Your instructions:
Copy the rows verbatim, starting at the line containing "the horse, one" and stopping after the line containing "[(411, 227), (437, 214), (176, 187), (179, 201)]". Include both of those lines and nothing else.

Supplied entries:
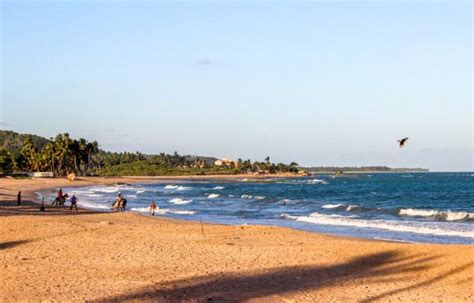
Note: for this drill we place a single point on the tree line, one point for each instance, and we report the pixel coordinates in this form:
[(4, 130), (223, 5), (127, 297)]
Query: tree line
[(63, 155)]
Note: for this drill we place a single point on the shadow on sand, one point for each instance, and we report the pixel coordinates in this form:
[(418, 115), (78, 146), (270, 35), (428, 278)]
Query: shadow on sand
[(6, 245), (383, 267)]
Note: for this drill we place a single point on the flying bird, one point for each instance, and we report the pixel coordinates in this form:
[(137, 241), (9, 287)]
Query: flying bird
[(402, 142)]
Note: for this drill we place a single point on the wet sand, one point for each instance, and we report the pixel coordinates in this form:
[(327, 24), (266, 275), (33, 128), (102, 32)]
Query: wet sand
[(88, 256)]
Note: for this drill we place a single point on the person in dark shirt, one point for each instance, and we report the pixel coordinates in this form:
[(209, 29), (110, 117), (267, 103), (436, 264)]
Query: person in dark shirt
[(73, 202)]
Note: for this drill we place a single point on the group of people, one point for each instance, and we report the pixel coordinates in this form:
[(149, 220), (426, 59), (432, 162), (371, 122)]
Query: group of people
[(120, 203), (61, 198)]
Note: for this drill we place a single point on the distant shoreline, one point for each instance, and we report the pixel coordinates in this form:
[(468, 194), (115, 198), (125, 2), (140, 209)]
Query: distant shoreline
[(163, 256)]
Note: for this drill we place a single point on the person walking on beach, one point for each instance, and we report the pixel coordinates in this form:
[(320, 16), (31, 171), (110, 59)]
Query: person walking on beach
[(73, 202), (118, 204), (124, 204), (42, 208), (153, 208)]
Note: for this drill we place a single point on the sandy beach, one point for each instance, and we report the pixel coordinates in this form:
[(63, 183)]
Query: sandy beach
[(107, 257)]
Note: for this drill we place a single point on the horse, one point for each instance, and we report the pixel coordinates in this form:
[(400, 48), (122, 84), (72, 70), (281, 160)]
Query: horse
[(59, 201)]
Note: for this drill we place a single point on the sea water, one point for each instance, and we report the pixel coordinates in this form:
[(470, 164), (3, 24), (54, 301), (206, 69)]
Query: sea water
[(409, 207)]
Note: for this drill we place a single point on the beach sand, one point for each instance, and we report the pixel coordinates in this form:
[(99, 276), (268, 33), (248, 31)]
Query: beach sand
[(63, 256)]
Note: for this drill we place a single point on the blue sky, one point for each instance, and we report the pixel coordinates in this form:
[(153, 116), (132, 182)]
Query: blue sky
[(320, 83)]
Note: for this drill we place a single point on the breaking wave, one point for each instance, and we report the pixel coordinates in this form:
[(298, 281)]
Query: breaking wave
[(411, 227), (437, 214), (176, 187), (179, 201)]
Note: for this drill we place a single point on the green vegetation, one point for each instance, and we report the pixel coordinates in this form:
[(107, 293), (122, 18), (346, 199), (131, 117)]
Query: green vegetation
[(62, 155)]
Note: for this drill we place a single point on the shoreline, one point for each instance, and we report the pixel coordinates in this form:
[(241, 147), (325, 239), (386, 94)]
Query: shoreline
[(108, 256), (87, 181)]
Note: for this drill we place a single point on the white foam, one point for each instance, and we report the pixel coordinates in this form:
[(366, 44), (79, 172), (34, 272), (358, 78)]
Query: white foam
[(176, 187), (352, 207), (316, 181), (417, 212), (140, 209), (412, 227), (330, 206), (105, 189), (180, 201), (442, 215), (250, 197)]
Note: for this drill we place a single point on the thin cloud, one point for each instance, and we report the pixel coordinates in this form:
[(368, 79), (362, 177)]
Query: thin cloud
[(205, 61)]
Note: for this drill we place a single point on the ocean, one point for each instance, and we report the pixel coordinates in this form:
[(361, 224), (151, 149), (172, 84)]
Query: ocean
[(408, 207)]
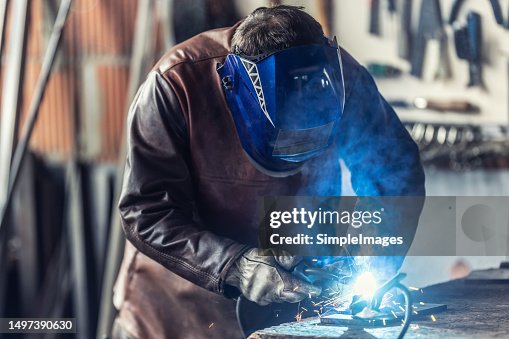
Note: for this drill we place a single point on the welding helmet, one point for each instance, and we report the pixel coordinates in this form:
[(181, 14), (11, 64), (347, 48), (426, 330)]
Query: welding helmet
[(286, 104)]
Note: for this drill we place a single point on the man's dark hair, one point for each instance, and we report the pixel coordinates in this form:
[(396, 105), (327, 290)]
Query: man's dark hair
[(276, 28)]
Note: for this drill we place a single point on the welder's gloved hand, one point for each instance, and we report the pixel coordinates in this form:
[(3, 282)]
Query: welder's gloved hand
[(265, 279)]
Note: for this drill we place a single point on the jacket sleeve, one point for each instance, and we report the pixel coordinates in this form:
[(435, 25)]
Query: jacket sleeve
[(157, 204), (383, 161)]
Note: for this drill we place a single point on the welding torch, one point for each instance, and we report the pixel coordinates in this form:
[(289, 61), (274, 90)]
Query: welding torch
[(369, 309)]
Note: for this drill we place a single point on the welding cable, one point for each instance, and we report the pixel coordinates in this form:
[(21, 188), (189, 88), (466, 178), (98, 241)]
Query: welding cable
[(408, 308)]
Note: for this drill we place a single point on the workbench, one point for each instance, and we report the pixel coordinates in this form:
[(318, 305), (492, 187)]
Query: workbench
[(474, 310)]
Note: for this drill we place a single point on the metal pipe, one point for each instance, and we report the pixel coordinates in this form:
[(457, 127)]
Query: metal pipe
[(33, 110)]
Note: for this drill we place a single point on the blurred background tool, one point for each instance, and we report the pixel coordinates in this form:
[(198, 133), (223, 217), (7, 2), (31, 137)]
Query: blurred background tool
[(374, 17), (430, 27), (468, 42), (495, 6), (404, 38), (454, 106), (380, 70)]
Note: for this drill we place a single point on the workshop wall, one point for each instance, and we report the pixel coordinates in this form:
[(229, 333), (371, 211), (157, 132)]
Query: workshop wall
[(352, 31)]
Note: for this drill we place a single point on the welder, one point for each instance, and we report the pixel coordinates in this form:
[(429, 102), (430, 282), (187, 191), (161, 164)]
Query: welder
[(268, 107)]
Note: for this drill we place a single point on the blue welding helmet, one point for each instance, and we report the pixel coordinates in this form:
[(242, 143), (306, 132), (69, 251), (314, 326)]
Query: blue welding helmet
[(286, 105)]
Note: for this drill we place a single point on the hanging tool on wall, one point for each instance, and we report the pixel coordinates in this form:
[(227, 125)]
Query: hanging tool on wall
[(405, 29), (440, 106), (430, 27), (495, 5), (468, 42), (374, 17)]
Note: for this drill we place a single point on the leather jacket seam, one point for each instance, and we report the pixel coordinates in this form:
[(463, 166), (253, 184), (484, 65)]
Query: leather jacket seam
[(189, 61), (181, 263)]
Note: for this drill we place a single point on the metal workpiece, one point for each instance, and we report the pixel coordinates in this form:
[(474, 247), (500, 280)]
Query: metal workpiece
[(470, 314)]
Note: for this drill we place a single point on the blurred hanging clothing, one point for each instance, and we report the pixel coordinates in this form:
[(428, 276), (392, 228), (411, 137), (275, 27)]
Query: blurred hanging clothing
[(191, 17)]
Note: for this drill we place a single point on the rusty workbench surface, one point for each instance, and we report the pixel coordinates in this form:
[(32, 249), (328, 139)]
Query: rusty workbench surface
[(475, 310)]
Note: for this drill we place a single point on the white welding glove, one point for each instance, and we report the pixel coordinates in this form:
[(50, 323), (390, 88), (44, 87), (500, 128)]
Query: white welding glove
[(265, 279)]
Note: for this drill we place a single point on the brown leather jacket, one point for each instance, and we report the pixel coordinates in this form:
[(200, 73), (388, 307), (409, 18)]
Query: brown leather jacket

==

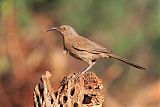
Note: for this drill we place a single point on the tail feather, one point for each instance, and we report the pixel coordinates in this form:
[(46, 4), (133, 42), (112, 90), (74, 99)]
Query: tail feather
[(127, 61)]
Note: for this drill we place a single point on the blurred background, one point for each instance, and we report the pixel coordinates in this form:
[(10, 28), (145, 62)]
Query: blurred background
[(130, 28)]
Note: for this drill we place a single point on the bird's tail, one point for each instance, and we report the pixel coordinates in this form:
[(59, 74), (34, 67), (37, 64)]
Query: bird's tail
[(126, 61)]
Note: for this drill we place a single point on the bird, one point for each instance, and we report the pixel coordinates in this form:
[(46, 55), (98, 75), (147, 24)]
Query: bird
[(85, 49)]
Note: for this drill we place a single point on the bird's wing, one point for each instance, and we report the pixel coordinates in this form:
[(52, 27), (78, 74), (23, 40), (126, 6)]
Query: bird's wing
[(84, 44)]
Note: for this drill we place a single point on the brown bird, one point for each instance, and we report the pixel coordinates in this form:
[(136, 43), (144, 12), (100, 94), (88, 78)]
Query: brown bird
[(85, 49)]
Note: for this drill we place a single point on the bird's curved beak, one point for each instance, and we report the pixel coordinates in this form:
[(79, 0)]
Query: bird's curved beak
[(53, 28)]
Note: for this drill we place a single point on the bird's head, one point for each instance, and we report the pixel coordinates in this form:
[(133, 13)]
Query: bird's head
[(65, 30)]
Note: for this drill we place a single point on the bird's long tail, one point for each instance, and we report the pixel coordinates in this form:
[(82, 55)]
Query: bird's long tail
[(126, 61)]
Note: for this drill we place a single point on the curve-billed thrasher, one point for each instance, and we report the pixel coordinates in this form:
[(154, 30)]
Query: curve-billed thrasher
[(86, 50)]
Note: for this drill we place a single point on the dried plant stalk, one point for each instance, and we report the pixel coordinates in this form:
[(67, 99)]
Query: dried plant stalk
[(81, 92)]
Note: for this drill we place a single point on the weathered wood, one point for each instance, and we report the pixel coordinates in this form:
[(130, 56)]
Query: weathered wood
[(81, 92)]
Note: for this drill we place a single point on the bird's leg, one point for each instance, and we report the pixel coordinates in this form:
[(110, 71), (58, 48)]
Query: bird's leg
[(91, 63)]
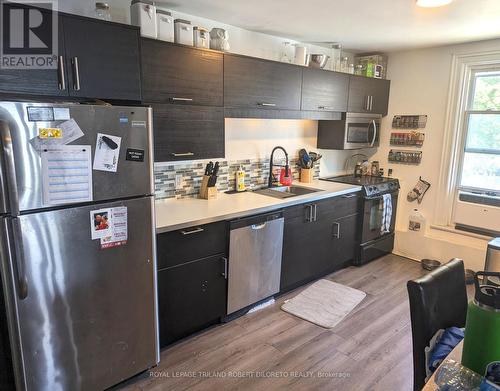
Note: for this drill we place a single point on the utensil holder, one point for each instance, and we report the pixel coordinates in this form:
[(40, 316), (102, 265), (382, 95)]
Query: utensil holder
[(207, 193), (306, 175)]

Solution:
Note: for this drill we place a single point on the horse, one point for each instance, and we report the pixel coordinates in this form:
[(400, 48), (122, 84), (72, 70), (281, 160)]
Query: horse
[(59, 201)]
Note: for this drill we place a single point on the sea water, one point for each instance, and we report the pixel coordinates in this form:
[(470, 164), (3, 24), (54, 301), (206, 69)]
Query: sea water
[(409, 207)]
Note: for this drill we place a single point on the beach sand, one point for each instance, and we report the pixel coordinates in this form:
[(99, 276), (268, 33), (248, 31)]
Query: beach sand
[(63, 256)]
Note: for this drill we place a single point on the blue sky, one point for each instance, and we report the pixel coordinates in this form:
[(153, 116), (132, 182)]
Query: blue sky
[(320, 83)]
Note: for this drill we place a single point on the breaking wave, one point for each instance, and we report the pixel coordinates in this form:
[(298, 281)]
Query: breaking wave
[(411, 227), (437, 214), (176, 187), (179, 201)]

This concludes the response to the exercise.